EXCERPT PROVIDED >>

31. New Year Resolution

The problem can be found at the following link: Question Link

My Approach

This problem is an improvised version of the target sum problem, and I approached it using a recursive method with memoization (DP) to explore all possible coin combinations. Here are the steps to do so:

• The recursive function solve is used, taking parameters such as the current index i,n, the current sum sum, coins, and a vector dp to store intermediate results.

• The function checks if the current sum is a valid solution (2024 or divisible by 20 or 24), returning true if so.

• Base cases are set: if the index exceeds the number of coins or the sum surpasses 2024, it returns false.

• At each index, two conditions are considered: 'take' or 'not take.' Two recursive calls are made

  • One for 'not take,' where the index is increased with the same sum.

TASK A >> Decide whether each statement below agrees with the New Year Resolution write-up, answering yes or no and quoting its deciding words: (i) the recursive function returns true when the current sum is divisible by 20 or 24; (ii) the approach explores coin combinations iteratively without memoization; (iii) the function returns false once the sum goes past 2024.
TASK B >> List every parameter that the New Year Resolution write-up gives for the recursive function solve.
TASK C >> Pick up the New Year Resolution write-up after its final sentence and carry on with the explanation of the approach.

DATA PROVIDED >>
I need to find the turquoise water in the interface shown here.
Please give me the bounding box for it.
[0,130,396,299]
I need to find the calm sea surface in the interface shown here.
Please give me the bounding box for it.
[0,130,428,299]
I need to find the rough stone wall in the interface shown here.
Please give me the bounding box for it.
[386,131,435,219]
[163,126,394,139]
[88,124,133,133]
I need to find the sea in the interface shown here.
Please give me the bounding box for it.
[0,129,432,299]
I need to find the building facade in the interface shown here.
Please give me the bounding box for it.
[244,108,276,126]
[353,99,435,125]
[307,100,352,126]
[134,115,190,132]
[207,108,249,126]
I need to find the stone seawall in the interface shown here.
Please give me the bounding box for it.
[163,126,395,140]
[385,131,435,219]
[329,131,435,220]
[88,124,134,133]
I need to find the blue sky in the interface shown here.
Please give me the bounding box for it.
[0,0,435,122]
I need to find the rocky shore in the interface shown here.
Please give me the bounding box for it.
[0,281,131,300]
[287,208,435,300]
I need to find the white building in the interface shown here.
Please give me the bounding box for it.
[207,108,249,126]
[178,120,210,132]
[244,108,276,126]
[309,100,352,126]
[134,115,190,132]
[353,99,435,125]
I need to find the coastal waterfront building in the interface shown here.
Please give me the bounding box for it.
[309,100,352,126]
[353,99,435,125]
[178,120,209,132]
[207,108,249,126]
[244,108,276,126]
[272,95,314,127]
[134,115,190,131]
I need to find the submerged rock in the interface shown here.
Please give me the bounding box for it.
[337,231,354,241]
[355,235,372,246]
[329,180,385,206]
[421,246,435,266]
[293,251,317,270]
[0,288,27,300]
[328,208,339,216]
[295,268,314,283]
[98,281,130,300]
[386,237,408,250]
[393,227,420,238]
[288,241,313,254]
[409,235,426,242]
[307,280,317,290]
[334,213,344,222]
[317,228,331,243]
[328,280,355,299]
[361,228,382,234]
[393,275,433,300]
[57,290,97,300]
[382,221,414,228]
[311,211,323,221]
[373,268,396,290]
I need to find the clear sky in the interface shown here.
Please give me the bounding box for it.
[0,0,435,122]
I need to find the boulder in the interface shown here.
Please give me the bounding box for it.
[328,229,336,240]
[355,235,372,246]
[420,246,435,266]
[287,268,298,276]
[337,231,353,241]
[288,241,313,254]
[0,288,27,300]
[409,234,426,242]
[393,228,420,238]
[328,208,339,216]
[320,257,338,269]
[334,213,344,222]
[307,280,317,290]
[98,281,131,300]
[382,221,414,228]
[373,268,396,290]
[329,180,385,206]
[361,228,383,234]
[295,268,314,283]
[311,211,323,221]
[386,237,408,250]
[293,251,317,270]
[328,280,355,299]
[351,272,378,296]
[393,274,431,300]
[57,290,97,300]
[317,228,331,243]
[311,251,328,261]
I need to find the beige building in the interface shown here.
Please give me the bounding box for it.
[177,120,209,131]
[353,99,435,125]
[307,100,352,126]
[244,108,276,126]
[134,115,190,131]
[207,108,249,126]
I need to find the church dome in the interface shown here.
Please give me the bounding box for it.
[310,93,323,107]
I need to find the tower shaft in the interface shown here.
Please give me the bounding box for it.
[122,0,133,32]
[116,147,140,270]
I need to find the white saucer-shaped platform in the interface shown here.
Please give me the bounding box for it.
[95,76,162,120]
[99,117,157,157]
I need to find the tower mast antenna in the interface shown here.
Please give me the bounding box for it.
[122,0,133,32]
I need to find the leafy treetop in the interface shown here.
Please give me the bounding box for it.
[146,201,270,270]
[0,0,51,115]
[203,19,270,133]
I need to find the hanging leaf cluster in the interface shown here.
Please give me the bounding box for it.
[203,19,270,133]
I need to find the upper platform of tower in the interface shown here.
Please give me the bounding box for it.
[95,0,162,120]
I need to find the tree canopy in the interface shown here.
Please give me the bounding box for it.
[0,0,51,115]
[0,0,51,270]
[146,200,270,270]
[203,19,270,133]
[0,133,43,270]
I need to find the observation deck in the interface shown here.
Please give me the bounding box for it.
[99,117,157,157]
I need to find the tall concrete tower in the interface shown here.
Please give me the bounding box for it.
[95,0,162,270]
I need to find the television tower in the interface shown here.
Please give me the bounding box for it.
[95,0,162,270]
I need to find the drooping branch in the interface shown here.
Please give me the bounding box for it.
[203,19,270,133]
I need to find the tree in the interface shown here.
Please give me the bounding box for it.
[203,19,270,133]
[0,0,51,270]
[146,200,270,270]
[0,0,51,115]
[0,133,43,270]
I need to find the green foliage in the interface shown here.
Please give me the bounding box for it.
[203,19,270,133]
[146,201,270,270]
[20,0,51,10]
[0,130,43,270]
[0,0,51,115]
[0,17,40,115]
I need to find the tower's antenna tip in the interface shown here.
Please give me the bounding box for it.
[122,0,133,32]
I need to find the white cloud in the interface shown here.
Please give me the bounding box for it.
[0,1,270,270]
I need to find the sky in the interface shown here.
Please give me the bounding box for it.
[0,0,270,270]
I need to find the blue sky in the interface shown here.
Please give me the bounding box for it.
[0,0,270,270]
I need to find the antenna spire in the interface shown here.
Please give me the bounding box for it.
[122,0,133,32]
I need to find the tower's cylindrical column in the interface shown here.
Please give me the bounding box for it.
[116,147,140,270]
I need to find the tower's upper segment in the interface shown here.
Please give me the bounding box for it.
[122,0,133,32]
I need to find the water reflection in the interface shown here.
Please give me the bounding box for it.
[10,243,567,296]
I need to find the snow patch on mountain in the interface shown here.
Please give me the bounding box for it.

EXPECTED OUTPUT A >>
(i) Yes: "The function checks if the current sum is a valid solution (2024 or divisible by 20 or 24), returning true if so."
(ii) No: "I approached it using a recursive method with memoization (DP) to explore all possible coin combinations."
(iii) Yes: "if the index exceeds the number of coins or the sum surpasses 2024, it returns false."

EXPECTED OUTPUT B >>
- i (the current index)
- n
- sum (the current sum)
- coins
- dp (a vector that stores intermediate results)

EXPECTED OUTPUT C >>
  • The other is for 'take,' where both the sum and index are incremented.

  • These recursive calls evaluate all cases, returning true or false.

• Memoization is used at every step to reduce redundant computations.

Time and Auxiliary Space Complexity

• Time Complexity: O(n * sum), where n is the number of coins and sum is the target sum

• Auxiliary Space Complexity: O(n * sum) due to the memoization table.

Code (C++)

class Solution {
public:
    bool solve(int i, int& n, int sum, int coins[], vector<unordered_map<int,bool>>& dp){
        if(sum == 2024 || (sum && (sum%20 == 0 || sum%24 == 0)))
            return true;
        
        if(i == n || sum > 2024)
            return false;
        
        if(dp[i].find(sum) != dp[i].end())
            return dp[i][sum];
        
        int nt = solve(i+1, n, sum, coins, dp);
        if(nt)
            return dp[i][sum] = nt;
        
        return dp[i][sum] = solve(i+1, n, sum + coins[i], coins, dp);
    }
    
    int isPossible(int n , int coins[])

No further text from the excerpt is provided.